─── Selected excerpt
Finding a news studio that didn’t cost $10k a day to rent (and wasn’t just a green sheet hung up in front of a brick wall), proved far more difficult. Producer Julia Kennelly flagged a former cable television studio in Van Nuys, which included a wall of customizable screens and fit within our budget. We rented a news desk from the storied Universal Studios Props Department, and Will cut together some broadcast news-looking background videos to loop and flash on the wall of screens. We shot for 2.5 days total – one day at the News studio, and one day at the mid-century modern home. The shots of the gardener were filmed a month later in a different location from the house.

Truly, our Production Designer Kait Schuster was the one to tie everything together in an amazing way. She had a huge task in subtracting art and design from the home, as the owner’s incredible collection of folk art and vintage ephemera was so enchanting to look at. In order to keep the focus on our characters, Kait was very careful to select pieces that reflected Dan and Mel’s delicately arranged life together. Light blue is a repeating colour theme, and that was all Kait. Her unimpeachable eye for story and colour is really what makes everything work so harmoniously. She’s also a talented writer and director, so we were blessed to have her onboard.
──────
─── Records
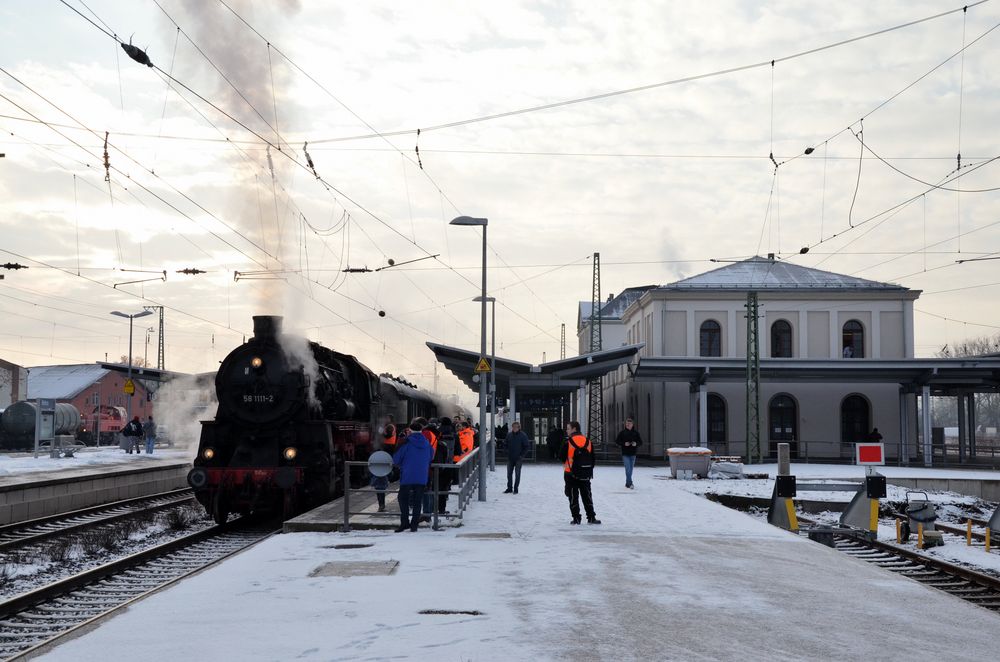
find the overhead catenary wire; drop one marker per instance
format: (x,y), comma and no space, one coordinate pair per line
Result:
(652,86)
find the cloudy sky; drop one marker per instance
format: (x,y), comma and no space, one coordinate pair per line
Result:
(659,180)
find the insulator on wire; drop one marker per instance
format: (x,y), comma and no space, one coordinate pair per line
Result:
(107,159)
(136,53)
(309,159)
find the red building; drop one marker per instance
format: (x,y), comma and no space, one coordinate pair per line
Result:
(85,387)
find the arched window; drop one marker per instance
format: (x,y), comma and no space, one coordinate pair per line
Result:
(855,419)
(783,424)
(781,340)
(853,345)
(711,338)
(716,419)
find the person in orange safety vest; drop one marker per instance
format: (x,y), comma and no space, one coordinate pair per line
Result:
(466,441)
(577,472)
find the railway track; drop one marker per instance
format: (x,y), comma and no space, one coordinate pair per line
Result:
(970,585)
(22,534)
(38,618)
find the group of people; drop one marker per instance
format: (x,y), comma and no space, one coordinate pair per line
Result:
(424,442)
(134,432)
(421,443)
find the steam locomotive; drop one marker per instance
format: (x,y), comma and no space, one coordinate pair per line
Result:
(290,413)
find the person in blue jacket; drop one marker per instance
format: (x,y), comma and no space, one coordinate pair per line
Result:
(414,461)
(518,446)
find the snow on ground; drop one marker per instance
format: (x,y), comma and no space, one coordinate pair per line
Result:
(17,464)
(669,575)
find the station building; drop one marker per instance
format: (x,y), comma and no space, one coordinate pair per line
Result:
(85,386)
(836,360)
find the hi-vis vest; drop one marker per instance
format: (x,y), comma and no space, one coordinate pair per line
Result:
(580,442)
(466,441)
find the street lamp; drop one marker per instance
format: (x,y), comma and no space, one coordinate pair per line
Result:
(128,403)
(493,379)
(468,220)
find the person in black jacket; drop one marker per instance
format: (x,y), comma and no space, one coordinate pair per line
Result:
(518,446)
(554,441)
(629,441)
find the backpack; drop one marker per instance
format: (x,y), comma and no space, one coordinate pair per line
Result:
(583,462)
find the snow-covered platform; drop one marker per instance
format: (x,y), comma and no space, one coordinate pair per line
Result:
(37,487)
(329,517)
(668,575)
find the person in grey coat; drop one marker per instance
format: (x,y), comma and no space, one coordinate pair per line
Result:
(518,446)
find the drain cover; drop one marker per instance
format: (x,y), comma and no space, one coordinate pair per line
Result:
(355,569)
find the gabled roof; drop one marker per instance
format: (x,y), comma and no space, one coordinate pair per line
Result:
(62,382)
(761,273)
(614,308)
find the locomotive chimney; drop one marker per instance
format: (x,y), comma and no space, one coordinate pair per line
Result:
(266,326)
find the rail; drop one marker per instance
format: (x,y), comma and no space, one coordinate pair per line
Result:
(466,473)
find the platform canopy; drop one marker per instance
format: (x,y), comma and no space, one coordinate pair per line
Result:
(980,374)
(561,375)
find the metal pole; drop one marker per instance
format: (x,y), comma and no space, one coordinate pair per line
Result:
(483,379)
(493,386)
(128,402)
──────
Your tasks:
**a)** In the listing, change "Result:" to "Points:" on the lines from the one with "find the person in black" up to and including the last line of the listing. Give back only those lines, with everything else unchanged.
**b)** Write the next part of the account of making the short film, starting after its final sentence.

Task results:
**a)**
find the person in black jacket; drop one marker per instance
format: (x,y), comma and no space, one coordinate pair per line
Points:
(518,446)
(554,441)
(629,441)
find the backpack; drop one marker per instance
format: (x,y), comma and no space, one coordinate pair per line
Points:
(583,462)
find the snow-covered platform; drop one marker per instance
format: (x,y), comma and no space, one coordinate pair per line
Points:
(37,487)
(329,517)
(668,575)
find the person in grey coat; drop one marker per instance
format: (x,y), comma and no space, one coordinate pair per line
Points:
(518,446)
find the drain cover; drop one marker per instance
format: (x,y), comma and no space, one coordinate pair per line
Points:
(355,569)
find the gabled roof; drop one marker per instance
format: (x,y), comma and no space, one coordinate pair per line
Points:
(62,382)
(761,273)
(614,308)
find the locomotive chimney; drop one marker per instance
format: (x,y), comma and no space, one coordinate pair per line
Points:
(266,326)
find the rail; drop one marker per instance
format: (x,y), comma and no space, one coordinate pair per line
Points:
(466,473)
find the platform canopy; drop one marker per instance
format: (x,y), comma and no space, one coordinate pair per line
Points:
(980,374)
(561,375)
find the metal pole; drop one marker per instance
format: (x,y), comma and no space, one coordinate pair per line
Points:
(483,379)
(493,386)
(128,402)

**b)**
Will, in your roles as editor (which we also appreciated in Lily Weisberg’s Working Summer), you play with the chronological order of the film throughout. Was that temporal fragmentation planned from the off or discovered in the post process?

We (read: Will, with Ian shouting from the peanut gallery) re-cut the film several times, playing with tone and structure. The original cut was chronological and more sombre in tone, and after several screenings with live audiences, we realized what the film really wanted to be. Leaning into the comedic melodrama up top, while framing the action around Mel’s Freudian slip, served the film best, and allowed the audience to fall easiest into the story and dark humour.

This structure also echoes our initial impetus to tell this story – ‘why’ did this bizarre gaffe happen? Beginning with that question, then going back in time to provide an answer, before finally revealing the aftermath, is deceptively simple, but it really scratches that narrative itch for us. The jumbling of chronology is also a nod, psychologically, to the way shame/embarrassment operates and is experienced: something embarrassing happens, and our cruel brains revisit it over and over, in order, out of order – you don’t know why it happened, then you realize what led up to it, and you feel doubly embarrassed, awake at 4am, cringing to yourself in the dark.

The music and sound design play such an important part in the tone and style of the storytelling – most notably when the confession goes unheard by the audience.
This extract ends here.